(THE TASK): Copy out all of the material exactly as presented.

(INFORMATION SUPPLIED):
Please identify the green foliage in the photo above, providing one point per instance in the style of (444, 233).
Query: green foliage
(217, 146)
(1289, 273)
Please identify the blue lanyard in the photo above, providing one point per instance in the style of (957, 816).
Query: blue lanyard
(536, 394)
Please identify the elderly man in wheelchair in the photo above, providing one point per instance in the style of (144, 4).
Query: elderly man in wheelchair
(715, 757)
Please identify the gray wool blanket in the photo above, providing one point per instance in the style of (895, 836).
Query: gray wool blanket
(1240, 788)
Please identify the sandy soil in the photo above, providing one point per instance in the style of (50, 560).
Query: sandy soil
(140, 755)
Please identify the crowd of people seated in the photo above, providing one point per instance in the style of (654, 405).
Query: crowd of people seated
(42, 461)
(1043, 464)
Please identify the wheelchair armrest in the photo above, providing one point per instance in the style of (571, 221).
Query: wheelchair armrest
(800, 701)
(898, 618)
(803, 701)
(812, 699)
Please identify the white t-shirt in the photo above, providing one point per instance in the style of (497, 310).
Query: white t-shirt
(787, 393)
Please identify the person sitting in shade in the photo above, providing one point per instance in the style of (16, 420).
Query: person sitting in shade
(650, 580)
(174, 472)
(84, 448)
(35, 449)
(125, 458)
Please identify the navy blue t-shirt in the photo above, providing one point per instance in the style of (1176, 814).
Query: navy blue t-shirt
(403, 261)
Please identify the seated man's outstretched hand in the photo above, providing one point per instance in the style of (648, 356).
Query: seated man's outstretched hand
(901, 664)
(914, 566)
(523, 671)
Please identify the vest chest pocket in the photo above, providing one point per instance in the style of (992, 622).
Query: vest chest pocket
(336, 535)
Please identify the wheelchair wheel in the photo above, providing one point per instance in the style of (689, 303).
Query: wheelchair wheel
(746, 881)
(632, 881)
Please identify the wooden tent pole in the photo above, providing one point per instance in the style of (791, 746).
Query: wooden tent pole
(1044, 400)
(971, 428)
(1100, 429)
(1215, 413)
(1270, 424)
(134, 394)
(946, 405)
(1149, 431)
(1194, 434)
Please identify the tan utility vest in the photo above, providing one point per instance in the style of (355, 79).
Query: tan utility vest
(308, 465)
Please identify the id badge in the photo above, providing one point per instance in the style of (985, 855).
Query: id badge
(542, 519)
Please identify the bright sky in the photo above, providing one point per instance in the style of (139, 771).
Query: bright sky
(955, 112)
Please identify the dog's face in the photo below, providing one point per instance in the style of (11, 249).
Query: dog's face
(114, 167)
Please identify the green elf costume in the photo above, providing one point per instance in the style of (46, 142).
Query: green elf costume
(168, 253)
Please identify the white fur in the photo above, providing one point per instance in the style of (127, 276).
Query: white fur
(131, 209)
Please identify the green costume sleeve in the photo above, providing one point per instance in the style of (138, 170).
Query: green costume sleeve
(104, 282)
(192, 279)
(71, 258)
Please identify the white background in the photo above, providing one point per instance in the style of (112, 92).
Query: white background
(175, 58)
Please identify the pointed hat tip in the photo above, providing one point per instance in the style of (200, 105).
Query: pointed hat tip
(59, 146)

(SOLUTION FOR THIS PROBLEM):
Please identify the green foliage in the photo above, providing one point per instance in the style of (444, 233).
Query: green foliage
(217, 146)
(1289, 273)
Please identify the blue lanyard in the photo above, providing one point per instance in the style of (957, 816).
Query: blue lanyard
(536, 394)
Please identify the elderly man in wheelchair in the photo above, providing one point per instance in the style of (144, 4).
Query: elderly man in wheelchair
(715, 757)
Please identify the gray wool blanket in the photo above, providing one point per instance in the style of (895, 836).
Query: gray wool blanket
(1240, 788)
Please identify the sandy soil in the photo above, providing one point per instance in the style of (50, 560).
Query: sandy soil
(140, 755)
Please identify the crowd of people seated in the photo above, providing one point per instance in the style of (654, 405).
Query: crowd of people seated
(42, 461)
(1043, 464)
Please identify the wheelchair armrest in the photo above, providing one point per instance in the style of (571, 221).
Query: wheelchair armrest
(800, 701)
(898, 618)
(803, 701)
(812, 699)
Please identify the white t-shirt in the photo above, providing one point per instance in the style of (497, 310).
Query: white t-shirt
(787, 393)
Please identify the person sitting in shade in the photo above, providing one point per instance in the style of (16, 420).
Query: person sitting in shade
(650, 580)
(174, 472)
(84, 448)
(35, 449)
(125, 458)
Please identify the navy blue t-shirt in the photo above, providing one point per instance in the style of (1176, 814).
Query: navy blue t-shirt
(403, 261)
Please identify the seated man's outstretched hand in the photo above, providing one point per instance in the style of (648, 356).
Query: seated man's outstretched hand
(901, 664)
(914, 566)
(523, 671)
Please identify the vest chest pocket in the photo above, providing one point per instance in the style of (992, 622).
Query: vest chest pocket
(336, 535)
Please identify the wheelchair wheel in the photo above, providing one point per instance in the style of (689, 303).
Query: wheelchair wheel
(746, 881)
(632, 881)
Please identify the wooden tent pole in the photo above, providing one point per instance in the style of (791, 746).
Query: wooden tent pole
(1044, 400)
(971, 428)
(1100, 429)
(1215, 413)
(1270, 424)
(134, 394)
(946, 405)
(1149, 431)
(1194, 434)
Please identify the tan utility vest in the photo above, providing one point per instance in the style of (355, 79).
Query: tan utility vest
(308, 465)
Please identify the id badge in the photo above, providing one point per instance in the style of (985, 855).
Query: id badge
(542, 519)
Please identify the bright sky in the photo above, providing one point per instance in the style of (139, 771).
Query: bright sky
(955, 112)
Please identify the dog's face in the photo below, providing one point per instance in the style of (11, 249).
Query: dog's face
(114, 167)
Please identify the green elf costume in the photo above, providing one point per instance in the style of (46, 142).
Query: green elf costume
(168, 253)
Please identify the white fur in the photo above, providing one point per instance in the style of (127, 276).
Query: white fur
(131, 209)
Please identify the green costume sleeve in the photo above, providing one point per instance in the style of (138, 170).
Query: green costume sleeve
(104, 282)
(192, 279)
(71, 258)
Please identify the white background in the photo above, providing one point per instance in the style of (112, 92).
Query: white background
(175, 58)
Please identify the pointed hat tip in the photo above, providing one point per instance in the style of (200, 105).
Query: pointed hat tip
(59, 146)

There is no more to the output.